**What is being asked:** Your response should consist of every entry, unchanged.

**Provided records:**
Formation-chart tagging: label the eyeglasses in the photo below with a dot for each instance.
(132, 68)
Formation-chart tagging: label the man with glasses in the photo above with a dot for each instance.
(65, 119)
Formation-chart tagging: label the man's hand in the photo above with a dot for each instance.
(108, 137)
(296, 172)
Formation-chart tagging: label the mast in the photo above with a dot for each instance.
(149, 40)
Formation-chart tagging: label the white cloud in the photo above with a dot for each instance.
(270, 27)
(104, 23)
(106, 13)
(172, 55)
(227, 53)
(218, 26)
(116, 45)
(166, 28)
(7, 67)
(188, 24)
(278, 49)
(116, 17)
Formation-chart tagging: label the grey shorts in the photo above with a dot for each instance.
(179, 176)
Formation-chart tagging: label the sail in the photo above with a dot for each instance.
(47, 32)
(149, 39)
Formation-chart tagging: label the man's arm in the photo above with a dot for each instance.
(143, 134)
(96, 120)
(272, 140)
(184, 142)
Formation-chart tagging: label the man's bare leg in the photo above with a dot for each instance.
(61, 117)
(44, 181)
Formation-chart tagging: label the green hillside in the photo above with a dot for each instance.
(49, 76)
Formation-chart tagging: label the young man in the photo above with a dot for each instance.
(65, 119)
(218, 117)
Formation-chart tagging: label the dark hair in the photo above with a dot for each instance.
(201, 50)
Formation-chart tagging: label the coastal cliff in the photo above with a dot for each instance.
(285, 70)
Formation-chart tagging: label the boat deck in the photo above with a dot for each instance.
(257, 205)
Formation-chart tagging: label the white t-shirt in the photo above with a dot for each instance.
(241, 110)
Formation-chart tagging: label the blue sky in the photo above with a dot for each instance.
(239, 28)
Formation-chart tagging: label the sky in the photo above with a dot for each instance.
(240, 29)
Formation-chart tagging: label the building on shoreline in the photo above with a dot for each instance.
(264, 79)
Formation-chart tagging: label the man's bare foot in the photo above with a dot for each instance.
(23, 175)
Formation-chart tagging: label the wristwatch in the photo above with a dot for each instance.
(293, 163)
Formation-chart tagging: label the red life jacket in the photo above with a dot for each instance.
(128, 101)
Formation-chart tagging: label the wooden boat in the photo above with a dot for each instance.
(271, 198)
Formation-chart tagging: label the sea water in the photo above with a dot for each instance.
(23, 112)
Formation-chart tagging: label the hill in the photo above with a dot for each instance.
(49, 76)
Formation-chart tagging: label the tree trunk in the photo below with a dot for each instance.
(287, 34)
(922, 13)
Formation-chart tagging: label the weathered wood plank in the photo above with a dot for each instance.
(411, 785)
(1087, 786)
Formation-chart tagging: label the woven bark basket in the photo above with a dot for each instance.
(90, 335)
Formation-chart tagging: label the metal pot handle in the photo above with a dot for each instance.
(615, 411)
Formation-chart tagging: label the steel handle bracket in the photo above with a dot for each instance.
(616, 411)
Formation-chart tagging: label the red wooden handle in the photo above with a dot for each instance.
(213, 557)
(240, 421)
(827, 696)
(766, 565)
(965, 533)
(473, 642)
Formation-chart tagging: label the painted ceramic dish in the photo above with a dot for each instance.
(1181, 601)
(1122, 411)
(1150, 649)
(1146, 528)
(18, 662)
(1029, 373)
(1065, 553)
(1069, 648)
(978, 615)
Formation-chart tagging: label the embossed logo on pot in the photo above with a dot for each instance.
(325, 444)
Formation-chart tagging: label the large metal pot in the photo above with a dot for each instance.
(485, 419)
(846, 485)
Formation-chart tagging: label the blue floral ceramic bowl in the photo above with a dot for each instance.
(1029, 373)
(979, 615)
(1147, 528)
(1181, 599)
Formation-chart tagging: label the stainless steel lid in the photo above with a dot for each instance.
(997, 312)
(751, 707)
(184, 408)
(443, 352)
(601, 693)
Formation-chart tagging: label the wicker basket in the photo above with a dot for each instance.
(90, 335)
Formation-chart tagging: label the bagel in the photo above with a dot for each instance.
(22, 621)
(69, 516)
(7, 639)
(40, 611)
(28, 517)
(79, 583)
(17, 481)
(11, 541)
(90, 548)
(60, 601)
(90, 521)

**Response for this exercise:**
Formation-chart tagging: label the eyeglasses in the photo below with a dot for each instance.
(132, 68)
Formation-chart tagging: label the man with glasses in the photo above with a dot for each instance.
(65, 119)
Formation-chart tagging: label the man's hand in the photo above with a dot for each instance.
(108, 137)
(296, 172)
Formation-chart tagging: label the mast in the photo above with a dot for each instance.
(149, 40)
Formation-chart tagging: label the white cloud in the photo above with a dot for each instance.
(270, 27)
(104, 23)
(106, 13)
(172, 55)
(227, 53)
(218, 26)
(116, 45)
(166, 28)
(7, 67)
(188, 24)
(278, 49)
(116, 17)
Formation-chart tagging: label the grey shorts in the photo above with a dot for each instance.
(179, 176)
Formation-chart tagging: label the sail in the photo above with a dot for each instance.
(47, 32)
(149, 39)
Formation-chart tagging: label the man's arm in the photo above with a dot for each instance.
(143, 134)
(96, 120)
(272, 140)
(184, 142)
Formation-chart tagging: label the man's bare leg in the photo above with a dot for each instance.
(61, 117)
(44, 181)
Formation-chart tagging: label the green hillside in the photo above with a dot for each instance.
(49, 76)
Formation-chart tagging: label the young man in the photo above with a dot for each instance.
(65, 119)
(218, 117)
Formation-chart tagging: label the dark hair in the photo above with a dot for each instance.
(201, 50)
Formation-chart tagging: label the coastal cliff in the photo above with a dot for each instance.
(285, 70)
Formation-chart tagging: label the boat deck in the photo above with a dot for each instance.
(257, 205)
Formation-chart tagging: label the white t-shirt in the photo above with a dot for each instance.
(241, 110)
Formation-chart tagging: label the blue sky in the photo above with a dot for each instance.
(239, 28)
Formation-chart tagging: label the sky in the photo above with a dot for each instance.
(240, 29)
Formation-chart tagging: label the building on shoreline in the photo above with a dot for each instance.
(264, 79)
Formation-chart tagging: label the man's bare foot in the photo above with a dot for each instance.
(23, 175)
Formation-chart tagging: label the wristwatch in the photo above with a dot for each instance.
(293, 163)
Formation-chart tagging: label the red life jacket in the photo above with a dot for each instance.
(128, 101)
Formation-chart tagging: label the wooden boat in the photo above with a dot for each instance.
(271, 198)
Formation-chart tagging: label the sea water in the photo above with a dot for each instance.
(23, 112)
Formation-chart tagging: label the hill in the photo above with a dot for each instance.
(49, 76)
Formation-chart tagging: label the tree trunk in the photo below with a dot for each instance.
(287, 34)
(922, 13)
Formation-chart tagging: label the weathered wood plank in the photo above with a dot for each instance.
(411, 785)
(1087, 786)
Formation-chart tagging: label the woven bark basket in the photo above with a dot for each instance.
(90, 335)
Formation-chart tagging: label the metal pot handle in the photo above with a dot for each instance.
(615, 411)
Formation-chart tagging: label the steel handle bracket in the photo above with a dot for each instance.
(616, 411)
Formation-chart tagging: label the red wooden handle in the photo above with a dot for each instance.
(213, 557)
(240, 421)
(827, 696)
(766, 565)
(965, 533)
(473, 642)
Formation-chart tagging: label the painted ceramic dish in the photo above with a dot for each instance.
(1181, 601)
(1122, 411)
(1150, 649)
(1146, 528)
(18, 662)
(1029, 373)
(1065, 553)
(1069, 648)
(978, 615)
Formation-chart tagging: label the embossed logo on pot in the photo above with a dot for each instance.
(325, 444)
Formation-chart tagging: label the large metal pot in the photo above with a dot for each instance.
(485, 419)
(846, 485)
Formation-chart tagging: label the blue floral ceramic bowl in the photo above with a dot for each instance.
(1029, 373)
(979, 615)
(1147, 528)
(1181, 599)
Formation-chart tagging: label the stainless steel lid in the photo above with a dot for each instance.
(997, 312)
(751, 707)
(184, 408)
(443, 352)
(601, 693)
Formation-chart tagging: label the wicker basket in the photo above with a dot for each instance.
(90, 335)
Formation-chart tagging: label the bagel in the photo above with a dot for each instance.
(22, 621)
(69, 516)
(7, 639)
(40, 611)
(28, 517)
(79, 583)
(17, 481)
(11, 541)
(90, 548)
(60, 601)
(90, 521)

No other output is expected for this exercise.